> RAW RECORDS
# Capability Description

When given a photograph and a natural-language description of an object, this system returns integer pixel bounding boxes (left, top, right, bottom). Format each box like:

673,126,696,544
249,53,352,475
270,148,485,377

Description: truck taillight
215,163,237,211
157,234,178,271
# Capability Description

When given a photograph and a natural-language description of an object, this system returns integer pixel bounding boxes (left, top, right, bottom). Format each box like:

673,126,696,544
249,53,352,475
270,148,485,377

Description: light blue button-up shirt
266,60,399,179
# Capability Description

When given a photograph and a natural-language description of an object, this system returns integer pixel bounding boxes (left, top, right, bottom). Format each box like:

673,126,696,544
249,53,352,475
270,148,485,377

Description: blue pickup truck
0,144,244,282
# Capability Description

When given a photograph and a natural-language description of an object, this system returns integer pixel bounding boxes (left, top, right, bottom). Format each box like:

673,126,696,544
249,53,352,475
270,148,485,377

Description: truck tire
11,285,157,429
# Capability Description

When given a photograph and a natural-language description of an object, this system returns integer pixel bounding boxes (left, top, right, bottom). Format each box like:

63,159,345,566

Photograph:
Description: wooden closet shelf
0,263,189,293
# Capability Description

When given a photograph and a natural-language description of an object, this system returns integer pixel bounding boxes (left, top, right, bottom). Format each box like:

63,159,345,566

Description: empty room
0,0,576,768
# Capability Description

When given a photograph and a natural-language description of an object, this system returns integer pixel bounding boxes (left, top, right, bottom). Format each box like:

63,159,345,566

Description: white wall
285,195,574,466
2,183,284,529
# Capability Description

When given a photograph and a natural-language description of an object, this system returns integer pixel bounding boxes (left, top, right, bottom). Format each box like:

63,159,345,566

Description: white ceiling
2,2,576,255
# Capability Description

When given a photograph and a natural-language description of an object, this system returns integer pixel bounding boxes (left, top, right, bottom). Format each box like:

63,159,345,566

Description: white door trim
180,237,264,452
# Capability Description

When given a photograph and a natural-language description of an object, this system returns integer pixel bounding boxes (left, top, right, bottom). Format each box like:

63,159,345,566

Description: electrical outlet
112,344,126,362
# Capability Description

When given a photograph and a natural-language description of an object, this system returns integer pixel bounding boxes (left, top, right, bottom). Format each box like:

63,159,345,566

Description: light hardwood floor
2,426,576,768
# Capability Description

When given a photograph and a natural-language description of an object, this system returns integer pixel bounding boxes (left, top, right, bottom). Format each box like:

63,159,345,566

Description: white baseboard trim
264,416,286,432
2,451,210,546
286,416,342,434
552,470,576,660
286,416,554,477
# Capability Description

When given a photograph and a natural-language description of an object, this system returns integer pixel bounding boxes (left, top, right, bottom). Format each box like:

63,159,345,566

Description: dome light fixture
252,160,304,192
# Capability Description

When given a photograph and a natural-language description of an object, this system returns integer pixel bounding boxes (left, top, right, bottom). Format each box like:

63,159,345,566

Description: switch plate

> WHAT YOU ARE ASKED TO DO
Can you copy out every one of the records above, word for word and line for line, without changing anything?

> SOLVED PROBLEM
# Capability Description

When given a photograph and a natural-language description of an object, this system returns integer pixel bounding boxes (left, top, right, bottom). Format each box like:

673,126,696,544
249,53,352,475
270,148,485,377

Description: truck taillight
215,163,237,211
157,234,178,271
# Capability Description

When given a photograph and a natural-language description of an object, this system returns integer pixel bounding boxes (left, top, right, bottom). Format each box like:

673,126,696,544
249,53,352,475
270,148,485,377

Description: light blue button-up shirt
266,60,399,179
# Capability Description

When given a photograph and a natural-language description of an object, this system returns integer pixel bounding boxes (left, top, right, bottom). Format each box like:

673,126,696,544
249,53,352,475
270,148,485,377

Description: blue pickup truck
0,144,244,282
# Capability Description

When given a photograph and a natural-language description of an object, this system returns integer pixel bounding boxes (left, top, right, bottom). Format each box like:

673,126,696,544
249,53,352,475
270,148,485,377

Description: truck tire
11,285,157,429
# Capability Description

When given a photograph and a natural-language description of an object, this system returns integer pixel bounding boxes (left, top, right, bottom). Format each box like:

63,159,345,566

Photograph:
Description: wooden closet shelf
0,263,189,293
# Capability Description

When given a photograph and a natural-language description of an object, this system returns integer pixel bounding boxes (left, top, right, bottom). Format each box like:

63,159,345,566

Description: empty room
0,0,576,768
# Capability Description

When given a photograph and a natural-language description of an object, this system returns integer pixel bounding boxes (left, top, right, bottom). Format each box like:

63,159,345,566

Description: white wall
285,195,574,466
2,183,284,529
# Capability Description

When given a photograph and a natural-language description of an object, this system returns integer pixel bounding boxes (left, top, right, bottom). Format each box like:

63,159,345,566

Description: white ceiling
2,2,576,255
# Capability Description

When given a photograph and a natural-language description of an object, this system returns integer pixel bounding boxes (left, top, right, bottom). Format each box like:

63,159,345,566

Description: white door trim
180,237,264,452
# Capability Description

When given a photograph and a natural-language description of an object, this system returns integer pixel bounding boxes (left, top, right, bottom). Format each box like:

63,159,345,566

Description: electrical outlet
112,344,126,362
# Capability Description

When given a photograph and a natural-language description of an object, this system returns integer pixel bounding boxes (left, top, right, bottom). Format each box like:

63,159,345,566

Description: light hardwood floor
2,426,576,768
# Capability Description

When given a photograph and a natural-language description of an object, this system returns integer pixel bounding boxes (left, top, right, bottom). Format each box like:

63,159,345,566

Description: white baseboard trim
264,416,286,432
2,451,210,546
286,416,342,434
552,470,576,660
286,416,554,477
# Capability Description

When given a photograph and a natural-language description of an object, this system returns integer pixel bounding boxes (left, top, right, bottom). Format each box like:

63,159,345,566

Description: dome light fixture
252,160,304,192
# Capability Description

When given a photograph and a natural-language description of an object, this system returns integer pixel bounding boxes (left, top, right, bottom). Format each box like:

63,159,345,566

Description: switch plate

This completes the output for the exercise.